> _Problem_:
Given the listing that follows, report all lines in which the string "wall" occurs.

> _Data for review_:

━━━━━━━━━━━━━━━━

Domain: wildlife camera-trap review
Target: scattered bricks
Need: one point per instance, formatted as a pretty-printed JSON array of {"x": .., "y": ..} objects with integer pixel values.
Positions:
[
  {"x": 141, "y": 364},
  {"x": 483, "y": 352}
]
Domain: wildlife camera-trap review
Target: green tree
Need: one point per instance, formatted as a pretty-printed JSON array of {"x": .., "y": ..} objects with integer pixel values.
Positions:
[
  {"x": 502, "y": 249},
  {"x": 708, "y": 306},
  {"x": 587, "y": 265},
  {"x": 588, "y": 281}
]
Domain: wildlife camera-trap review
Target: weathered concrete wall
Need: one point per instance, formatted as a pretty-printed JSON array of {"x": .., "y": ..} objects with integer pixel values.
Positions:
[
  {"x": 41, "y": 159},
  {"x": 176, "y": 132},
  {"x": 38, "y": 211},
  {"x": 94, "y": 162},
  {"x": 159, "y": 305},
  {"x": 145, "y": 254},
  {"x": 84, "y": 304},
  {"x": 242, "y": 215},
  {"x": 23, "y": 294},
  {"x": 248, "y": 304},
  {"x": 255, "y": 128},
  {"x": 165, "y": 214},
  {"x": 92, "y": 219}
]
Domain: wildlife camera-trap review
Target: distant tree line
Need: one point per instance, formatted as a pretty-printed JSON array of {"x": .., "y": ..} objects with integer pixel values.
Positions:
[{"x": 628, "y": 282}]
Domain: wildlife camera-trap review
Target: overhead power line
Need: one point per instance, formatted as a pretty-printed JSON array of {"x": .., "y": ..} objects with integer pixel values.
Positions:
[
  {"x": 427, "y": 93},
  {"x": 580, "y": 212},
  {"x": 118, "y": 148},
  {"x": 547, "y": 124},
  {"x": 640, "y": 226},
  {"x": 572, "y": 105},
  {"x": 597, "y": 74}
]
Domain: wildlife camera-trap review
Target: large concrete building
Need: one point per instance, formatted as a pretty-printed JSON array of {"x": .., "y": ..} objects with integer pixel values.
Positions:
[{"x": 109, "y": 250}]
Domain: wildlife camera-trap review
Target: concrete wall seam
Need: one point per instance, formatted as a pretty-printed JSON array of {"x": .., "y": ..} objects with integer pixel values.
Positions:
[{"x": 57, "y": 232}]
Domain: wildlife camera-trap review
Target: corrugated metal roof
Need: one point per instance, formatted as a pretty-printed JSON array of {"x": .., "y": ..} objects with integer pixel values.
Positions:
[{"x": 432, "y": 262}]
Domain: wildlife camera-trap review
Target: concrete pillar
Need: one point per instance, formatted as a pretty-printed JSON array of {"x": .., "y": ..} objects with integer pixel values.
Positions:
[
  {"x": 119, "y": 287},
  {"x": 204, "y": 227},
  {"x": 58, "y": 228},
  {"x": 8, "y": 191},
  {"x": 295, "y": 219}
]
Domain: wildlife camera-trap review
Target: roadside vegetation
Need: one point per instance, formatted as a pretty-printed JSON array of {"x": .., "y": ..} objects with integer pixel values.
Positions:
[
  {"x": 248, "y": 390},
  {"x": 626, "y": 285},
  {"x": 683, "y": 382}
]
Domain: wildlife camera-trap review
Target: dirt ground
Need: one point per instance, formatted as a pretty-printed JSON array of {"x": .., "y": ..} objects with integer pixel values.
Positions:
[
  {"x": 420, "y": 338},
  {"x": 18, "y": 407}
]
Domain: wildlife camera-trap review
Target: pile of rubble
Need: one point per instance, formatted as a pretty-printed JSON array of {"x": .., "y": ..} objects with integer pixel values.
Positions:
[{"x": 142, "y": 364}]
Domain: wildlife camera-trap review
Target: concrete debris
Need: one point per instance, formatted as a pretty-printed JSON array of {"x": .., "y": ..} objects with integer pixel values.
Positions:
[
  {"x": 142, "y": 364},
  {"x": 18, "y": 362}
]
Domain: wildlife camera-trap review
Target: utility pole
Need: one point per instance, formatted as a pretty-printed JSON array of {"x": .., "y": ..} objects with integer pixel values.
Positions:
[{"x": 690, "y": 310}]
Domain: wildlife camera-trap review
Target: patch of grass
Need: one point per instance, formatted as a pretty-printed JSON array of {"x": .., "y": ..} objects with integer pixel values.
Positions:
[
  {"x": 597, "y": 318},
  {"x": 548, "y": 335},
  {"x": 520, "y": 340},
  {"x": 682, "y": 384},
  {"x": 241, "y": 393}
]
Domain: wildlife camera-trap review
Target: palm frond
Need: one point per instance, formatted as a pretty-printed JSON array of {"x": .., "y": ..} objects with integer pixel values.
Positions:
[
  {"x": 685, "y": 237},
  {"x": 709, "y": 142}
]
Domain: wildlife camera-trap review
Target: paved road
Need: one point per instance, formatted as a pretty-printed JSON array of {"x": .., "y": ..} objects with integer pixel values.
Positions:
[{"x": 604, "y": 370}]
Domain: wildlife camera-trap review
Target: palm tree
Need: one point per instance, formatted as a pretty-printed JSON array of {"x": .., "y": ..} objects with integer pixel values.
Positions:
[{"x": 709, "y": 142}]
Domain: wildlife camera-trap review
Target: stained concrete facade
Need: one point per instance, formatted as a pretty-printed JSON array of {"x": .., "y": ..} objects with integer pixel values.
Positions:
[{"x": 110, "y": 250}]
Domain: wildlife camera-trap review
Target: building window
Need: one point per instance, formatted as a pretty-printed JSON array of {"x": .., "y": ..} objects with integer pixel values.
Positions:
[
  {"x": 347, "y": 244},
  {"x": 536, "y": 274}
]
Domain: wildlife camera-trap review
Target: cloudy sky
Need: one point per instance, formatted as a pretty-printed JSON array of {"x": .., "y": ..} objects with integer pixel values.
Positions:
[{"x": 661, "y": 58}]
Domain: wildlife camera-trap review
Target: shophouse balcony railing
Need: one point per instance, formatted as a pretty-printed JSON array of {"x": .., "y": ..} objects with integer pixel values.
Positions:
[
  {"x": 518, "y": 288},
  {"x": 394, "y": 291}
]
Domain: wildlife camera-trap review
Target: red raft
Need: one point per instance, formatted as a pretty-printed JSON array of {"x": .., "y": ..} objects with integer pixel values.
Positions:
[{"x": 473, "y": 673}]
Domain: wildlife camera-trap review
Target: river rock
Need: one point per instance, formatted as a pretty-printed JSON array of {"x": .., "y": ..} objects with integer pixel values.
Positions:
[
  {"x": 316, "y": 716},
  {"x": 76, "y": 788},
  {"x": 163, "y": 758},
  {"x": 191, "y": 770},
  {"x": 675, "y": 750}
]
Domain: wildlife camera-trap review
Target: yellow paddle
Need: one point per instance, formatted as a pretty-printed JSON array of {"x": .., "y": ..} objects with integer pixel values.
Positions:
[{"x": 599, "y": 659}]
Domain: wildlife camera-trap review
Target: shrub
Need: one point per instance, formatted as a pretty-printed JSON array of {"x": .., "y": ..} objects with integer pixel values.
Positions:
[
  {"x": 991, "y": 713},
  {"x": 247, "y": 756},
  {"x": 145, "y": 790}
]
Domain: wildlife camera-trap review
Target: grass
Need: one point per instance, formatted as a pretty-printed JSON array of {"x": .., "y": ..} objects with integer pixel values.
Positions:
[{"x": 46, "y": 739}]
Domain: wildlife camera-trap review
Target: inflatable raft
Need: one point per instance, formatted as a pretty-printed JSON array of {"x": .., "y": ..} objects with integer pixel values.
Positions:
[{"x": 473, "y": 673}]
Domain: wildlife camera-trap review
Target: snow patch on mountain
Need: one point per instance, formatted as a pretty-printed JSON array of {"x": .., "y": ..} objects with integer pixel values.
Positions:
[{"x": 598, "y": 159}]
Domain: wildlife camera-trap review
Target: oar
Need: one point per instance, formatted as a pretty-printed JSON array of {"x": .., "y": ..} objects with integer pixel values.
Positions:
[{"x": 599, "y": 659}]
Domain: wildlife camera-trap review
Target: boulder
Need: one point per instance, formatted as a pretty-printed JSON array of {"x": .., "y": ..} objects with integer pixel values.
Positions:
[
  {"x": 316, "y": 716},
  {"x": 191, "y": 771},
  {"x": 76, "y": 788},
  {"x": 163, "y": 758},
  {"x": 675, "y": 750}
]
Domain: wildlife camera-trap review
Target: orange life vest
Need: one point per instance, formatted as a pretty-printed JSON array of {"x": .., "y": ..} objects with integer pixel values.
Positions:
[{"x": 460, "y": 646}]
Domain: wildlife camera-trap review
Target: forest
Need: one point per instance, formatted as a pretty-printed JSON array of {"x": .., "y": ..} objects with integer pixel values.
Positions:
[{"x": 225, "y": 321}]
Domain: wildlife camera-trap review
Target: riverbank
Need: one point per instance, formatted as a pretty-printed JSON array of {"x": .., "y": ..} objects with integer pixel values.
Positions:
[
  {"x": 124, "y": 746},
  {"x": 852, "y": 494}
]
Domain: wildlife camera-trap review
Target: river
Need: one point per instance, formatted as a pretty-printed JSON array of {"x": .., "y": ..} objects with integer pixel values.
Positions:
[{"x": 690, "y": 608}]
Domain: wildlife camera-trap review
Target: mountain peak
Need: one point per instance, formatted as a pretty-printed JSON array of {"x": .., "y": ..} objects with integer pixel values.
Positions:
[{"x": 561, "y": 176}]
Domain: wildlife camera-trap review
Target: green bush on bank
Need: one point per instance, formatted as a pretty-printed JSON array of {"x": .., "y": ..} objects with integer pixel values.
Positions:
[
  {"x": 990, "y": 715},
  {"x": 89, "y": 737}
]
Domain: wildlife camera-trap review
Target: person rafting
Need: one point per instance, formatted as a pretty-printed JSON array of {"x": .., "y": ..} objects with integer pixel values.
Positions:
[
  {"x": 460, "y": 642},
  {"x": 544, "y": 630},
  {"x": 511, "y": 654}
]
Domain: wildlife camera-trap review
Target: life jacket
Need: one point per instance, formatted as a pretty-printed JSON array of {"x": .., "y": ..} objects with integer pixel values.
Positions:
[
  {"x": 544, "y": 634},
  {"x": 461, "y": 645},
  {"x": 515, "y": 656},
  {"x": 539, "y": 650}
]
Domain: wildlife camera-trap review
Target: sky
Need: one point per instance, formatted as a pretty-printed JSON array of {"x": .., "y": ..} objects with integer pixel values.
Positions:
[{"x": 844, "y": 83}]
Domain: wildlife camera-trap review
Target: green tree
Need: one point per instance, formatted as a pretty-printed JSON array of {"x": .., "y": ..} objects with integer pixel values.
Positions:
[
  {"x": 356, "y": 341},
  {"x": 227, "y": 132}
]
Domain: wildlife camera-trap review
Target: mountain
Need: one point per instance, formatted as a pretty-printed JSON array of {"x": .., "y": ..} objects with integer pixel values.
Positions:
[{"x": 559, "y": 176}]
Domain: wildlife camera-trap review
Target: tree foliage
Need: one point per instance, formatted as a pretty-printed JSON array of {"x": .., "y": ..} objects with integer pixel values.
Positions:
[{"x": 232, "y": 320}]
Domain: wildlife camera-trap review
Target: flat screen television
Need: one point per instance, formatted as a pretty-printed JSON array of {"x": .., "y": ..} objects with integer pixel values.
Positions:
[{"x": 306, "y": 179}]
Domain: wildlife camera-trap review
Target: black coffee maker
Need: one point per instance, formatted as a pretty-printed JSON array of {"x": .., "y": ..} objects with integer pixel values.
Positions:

━━━━━━━━━━━━━━━━

> _Solution to the problem_:
Target: weathered concrete wall
Target: concrete wall seam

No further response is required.